Task statement =>
Pick out every line in the entries below that contains the word "plate", and copy each of those lines.

Material shown =>
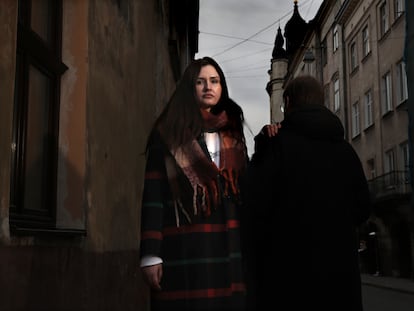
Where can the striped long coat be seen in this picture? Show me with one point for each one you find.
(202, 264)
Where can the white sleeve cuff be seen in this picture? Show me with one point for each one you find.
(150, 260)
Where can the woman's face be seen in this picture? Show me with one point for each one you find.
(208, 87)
==
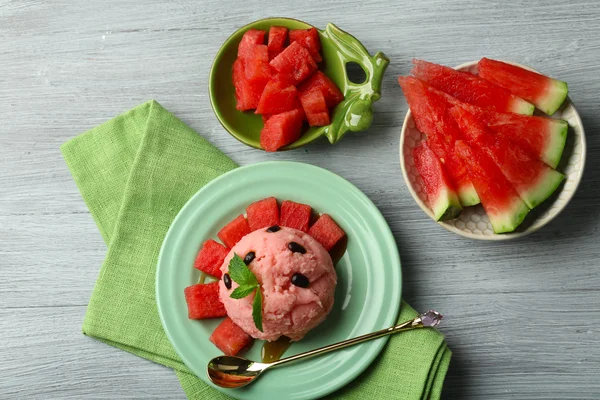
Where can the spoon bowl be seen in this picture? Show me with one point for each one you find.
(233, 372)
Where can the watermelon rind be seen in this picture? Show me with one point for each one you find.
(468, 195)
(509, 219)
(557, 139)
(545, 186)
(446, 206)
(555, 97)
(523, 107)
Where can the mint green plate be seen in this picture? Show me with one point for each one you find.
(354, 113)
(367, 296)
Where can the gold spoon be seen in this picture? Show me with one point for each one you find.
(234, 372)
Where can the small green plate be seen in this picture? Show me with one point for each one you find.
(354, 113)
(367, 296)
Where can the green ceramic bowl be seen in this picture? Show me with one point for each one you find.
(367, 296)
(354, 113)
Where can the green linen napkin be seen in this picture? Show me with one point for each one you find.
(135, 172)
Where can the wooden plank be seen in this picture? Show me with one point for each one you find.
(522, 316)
--
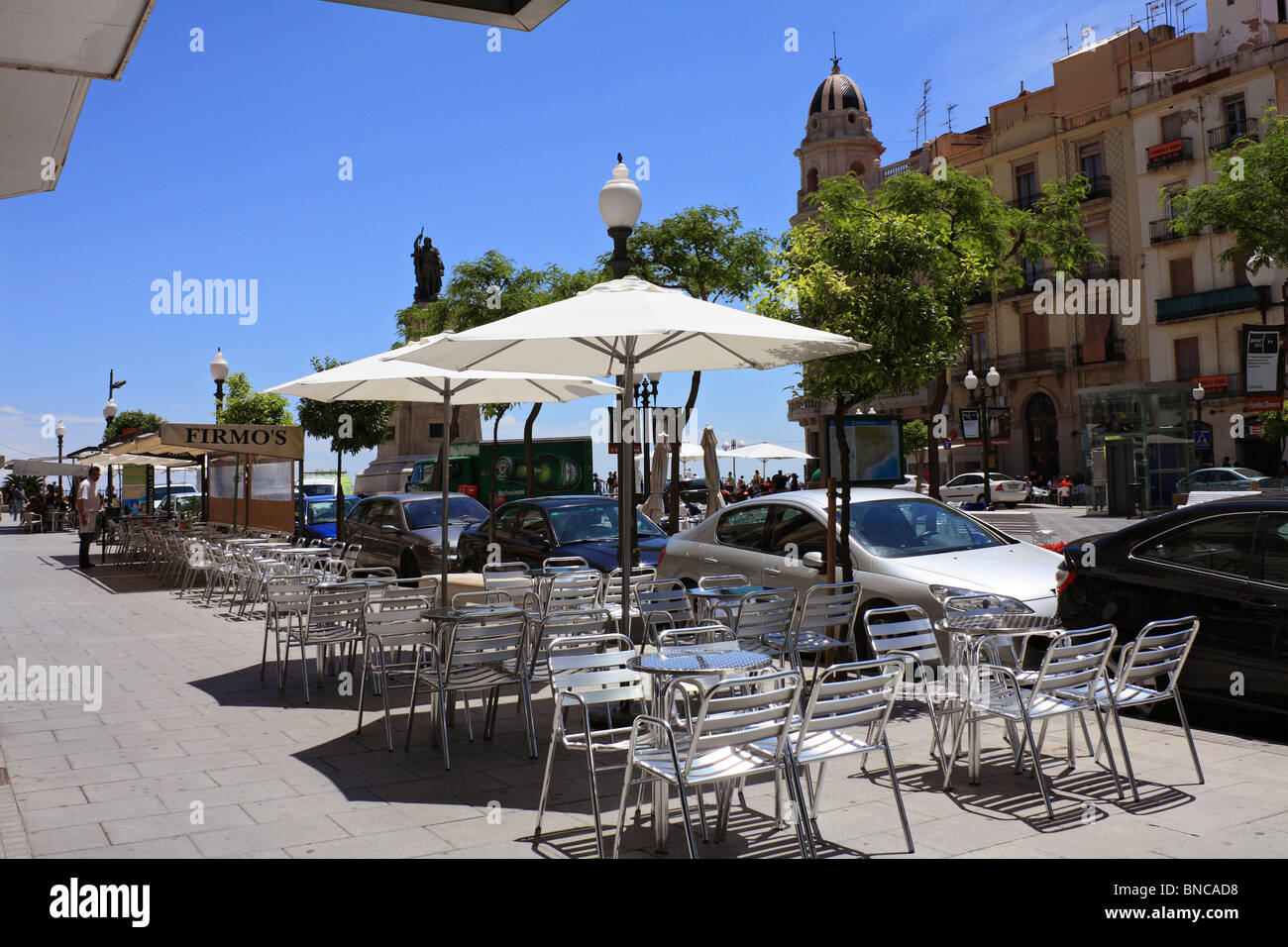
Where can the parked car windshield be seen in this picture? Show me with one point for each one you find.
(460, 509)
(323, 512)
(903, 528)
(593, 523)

Worked solution =>
Where can the mint green plate be seen in this picture? Show me with one point for each one you find.
Where can the small green plate be seen in this picture? Show me with one point for each one you find.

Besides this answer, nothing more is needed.